The problem: Find each line in the records that contains the word "tank", and copy those lines.

● ● ●

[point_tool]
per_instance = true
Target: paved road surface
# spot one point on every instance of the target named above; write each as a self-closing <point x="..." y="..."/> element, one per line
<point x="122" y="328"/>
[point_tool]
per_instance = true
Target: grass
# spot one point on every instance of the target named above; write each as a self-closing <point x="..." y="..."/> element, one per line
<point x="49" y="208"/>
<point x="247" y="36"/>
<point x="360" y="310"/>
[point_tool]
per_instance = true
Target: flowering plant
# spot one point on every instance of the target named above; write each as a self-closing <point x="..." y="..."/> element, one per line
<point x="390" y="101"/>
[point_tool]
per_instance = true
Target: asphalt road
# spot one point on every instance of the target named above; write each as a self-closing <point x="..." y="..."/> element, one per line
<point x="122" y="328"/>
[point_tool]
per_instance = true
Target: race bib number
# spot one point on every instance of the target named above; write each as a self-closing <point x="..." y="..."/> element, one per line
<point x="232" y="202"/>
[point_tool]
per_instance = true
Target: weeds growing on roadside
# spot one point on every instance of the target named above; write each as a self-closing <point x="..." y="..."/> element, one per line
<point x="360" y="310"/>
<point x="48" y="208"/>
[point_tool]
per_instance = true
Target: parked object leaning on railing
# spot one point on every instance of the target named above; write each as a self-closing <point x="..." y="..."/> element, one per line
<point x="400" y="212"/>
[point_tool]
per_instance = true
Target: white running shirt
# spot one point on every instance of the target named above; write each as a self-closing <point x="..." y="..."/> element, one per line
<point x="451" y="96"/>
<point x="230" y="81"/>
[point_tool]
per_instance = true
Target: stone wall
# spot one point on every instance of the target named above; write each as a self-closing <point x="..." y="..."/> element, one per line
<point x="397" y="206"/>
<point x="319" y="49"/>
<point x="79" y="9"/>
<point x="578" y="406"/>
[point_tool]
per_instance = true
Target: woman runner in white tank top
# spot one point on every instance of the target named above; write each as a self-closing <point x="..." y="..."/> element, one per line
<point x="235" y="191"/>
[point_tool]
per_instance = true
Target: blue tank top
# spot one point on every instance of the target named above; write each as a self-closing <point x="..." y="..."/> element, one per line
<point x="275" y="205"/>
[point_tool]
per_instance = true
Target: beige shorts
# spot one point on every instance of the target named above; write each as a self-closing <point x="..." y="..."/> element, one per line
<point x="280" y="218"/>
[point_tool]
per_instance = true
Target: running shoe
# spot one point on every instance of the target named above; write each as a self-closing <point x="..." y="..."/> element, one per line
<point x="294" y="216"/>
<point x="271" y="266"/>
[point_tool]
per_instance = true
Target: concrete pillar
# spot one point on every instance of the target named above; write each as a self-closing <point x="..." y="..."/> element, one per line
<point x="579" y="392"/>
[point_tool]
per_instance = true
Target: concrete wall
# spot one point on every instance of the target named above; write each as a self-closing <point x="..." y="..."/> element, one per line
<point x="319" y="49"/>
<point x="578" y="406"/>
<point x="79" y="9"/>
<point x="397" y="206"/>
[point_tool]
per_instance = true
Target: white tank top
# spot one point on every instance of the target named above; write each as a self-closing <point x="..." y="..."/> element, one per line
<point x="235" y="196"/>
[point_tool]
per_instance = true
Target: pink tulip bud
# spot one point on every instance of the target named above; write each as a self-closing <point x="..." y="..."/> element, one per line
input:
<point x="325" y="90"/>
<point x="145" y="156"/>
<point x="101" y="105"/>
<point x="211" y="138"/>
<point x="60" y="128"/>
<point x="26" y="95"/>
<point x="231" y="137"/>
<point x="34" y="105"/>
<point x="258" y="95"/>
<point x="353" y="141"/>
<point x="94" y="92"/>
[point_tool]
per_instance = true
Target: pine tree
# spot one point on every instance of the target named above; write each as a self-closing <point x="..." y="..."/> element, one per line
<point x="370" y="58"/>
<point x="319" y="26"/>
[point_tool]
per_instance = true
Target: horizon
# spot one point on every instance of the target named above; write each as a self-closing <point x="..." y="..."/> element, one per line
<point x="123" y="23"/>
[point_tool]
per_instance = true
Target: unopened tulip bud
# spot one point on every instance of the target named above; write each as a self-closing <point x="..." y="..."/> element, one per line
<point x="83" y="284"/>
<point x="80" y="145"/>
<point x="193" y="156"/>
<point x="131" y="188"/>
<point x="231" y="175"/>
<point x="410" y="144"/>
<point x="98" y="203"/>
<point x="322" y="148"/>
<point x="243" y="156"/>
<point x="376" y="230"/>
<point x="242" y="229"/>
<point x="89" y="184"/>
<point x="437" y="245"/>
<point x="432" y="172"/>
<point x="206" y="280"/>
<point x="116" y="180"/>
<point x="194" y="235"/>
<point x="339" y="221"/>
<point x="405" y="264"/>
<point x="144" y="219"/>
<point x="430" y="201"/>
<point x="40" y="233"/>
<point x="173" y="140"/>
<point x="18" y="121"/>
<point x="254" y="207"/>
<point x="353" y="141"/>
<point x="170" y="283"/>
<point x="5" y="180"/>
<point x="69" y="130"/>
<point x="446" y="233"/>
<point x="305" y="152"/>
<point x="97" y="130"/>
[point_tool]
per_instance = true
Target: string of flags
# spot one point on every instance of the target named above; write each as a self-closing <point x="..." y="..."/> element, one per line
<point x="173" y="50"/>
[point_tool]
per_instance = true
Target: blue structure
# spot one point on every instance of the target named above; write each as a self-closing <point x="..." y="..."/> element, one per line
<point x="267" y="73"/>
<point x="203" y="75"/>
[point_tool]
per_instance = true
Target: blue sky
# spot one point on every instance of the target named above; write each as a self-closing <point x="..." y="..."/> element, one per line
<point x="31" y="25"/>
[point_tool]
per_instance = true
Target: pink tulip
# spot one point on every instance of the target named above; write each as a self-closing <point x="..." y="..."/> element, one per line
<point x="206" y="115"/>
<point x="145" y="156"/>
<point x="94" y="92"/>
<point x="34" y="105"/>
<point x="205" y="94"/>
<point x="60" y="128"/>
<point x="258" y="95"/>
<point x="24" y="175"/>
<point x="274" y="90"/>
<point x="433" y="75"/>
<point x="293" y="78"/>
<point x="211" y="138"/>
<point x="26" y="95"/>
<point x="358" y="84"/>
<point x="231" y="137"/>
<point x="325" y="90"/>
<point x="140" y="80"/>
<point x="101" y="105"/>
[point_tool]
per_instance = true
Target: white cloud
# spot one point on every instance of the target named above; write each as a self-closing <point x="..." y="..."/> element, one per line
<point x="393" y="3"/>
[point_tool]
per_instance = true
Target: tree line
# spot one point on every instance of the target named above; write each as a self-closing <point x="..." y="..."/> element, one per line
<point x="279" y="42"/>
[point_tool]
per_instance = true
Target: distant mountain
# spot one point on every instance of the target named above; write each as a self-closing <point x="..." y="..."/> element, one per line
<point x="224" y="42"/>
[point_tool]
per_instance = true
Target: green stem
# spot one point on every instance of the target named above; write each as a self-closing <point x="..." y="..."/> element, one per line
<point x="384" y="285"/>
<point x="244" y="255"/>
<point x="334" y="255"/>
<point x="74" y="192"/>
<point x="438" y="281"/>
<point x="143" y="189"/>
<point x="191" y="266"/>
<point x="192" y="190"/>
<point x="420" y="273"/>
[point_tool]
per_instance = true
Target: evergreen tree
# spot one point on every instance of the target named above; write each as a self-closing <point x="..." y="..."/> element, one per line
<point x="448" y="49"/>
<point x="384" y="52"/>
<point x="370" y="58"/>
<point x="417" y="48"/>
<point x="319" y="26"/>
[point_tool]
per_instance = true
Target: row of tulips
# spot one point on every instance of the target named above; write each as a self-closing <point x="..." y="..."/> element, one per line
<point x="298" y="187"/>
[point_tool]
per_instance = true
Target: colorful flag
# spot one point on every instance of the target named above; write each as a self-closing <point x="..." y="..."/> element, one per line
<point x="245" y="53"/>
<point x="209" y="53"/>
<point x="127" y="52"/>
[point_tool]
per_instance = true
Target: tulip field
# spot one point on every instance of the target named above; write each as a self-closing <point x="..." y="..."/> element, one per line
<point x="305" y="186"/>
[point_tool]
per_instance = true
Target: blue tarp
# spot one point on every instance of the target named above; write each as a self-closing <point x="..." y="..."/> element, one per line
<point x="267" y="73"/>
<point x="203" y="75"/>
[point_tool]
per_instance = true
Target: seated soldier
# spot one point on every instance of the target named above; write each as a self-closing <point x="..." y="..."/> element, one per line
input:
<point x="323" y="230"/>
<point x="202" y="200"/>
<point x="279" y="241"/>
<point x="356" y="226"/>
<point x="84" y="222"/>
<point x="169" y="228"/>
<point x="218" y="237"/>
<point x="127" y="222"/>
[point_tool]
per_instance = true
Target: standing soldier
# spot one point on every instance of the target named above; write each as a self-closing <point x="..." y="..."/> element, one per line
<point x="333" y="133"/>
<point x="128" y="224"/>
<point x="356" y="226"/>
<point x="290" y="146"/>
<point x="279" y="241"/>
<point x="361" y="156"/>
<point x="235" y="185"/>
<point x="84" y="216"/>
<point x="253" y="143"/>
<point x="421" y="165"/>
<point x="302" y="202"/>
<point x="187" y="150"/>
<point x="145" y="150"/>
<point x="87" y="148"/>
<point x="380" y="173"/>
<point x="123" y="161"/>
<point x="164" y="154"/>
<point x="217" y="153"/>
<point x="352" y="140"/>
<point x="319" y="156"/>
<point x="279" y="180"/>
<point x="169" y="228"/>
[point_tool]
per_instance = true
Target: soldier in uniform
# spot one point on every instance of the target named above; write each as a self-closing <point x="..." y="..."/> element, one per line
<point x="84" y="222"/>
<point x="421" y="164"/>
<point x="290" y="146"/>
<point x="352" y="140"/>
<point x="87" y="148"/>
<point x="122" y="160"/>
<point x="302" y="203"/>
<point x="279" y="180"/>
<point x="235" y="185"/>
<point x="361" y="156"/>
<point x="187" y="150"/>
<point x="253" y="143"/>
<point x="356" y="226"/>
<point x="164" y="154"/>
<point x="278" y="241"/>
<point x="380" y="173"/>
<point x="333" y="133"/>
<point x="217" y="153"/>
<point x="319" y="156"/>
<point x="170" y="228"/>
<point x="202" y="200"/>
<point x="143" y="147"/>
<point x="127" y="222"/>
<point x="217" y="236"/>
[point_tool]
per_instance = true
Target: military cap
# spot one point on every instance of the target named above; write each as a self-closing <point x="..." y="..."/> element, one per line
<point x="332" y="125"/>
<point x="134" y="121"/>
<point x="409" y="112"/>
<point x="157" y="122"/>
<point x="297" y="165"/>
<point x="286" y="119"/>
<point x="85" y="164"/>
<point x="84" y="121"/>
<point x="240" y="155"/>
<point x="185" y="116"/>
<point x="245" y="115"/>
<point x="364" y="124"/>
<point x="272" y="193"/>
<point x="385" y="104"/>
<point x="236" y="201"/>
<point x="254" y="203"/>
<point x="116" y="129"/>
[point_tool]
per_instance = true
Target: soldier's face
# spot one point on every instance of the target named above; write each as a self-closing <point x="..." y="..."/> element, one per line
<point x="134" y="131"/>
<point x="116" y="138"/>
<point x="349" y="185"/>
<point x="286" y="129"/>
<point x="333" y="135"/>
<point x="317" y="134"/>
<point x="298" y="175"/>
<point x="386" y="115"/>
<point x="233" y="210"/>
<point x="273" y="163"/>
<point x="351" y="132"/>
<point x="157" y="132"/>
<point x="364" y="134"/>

● ● ●

Task result:
Target: woman runner in white tank top
Target: blue tank top
Target: white tank top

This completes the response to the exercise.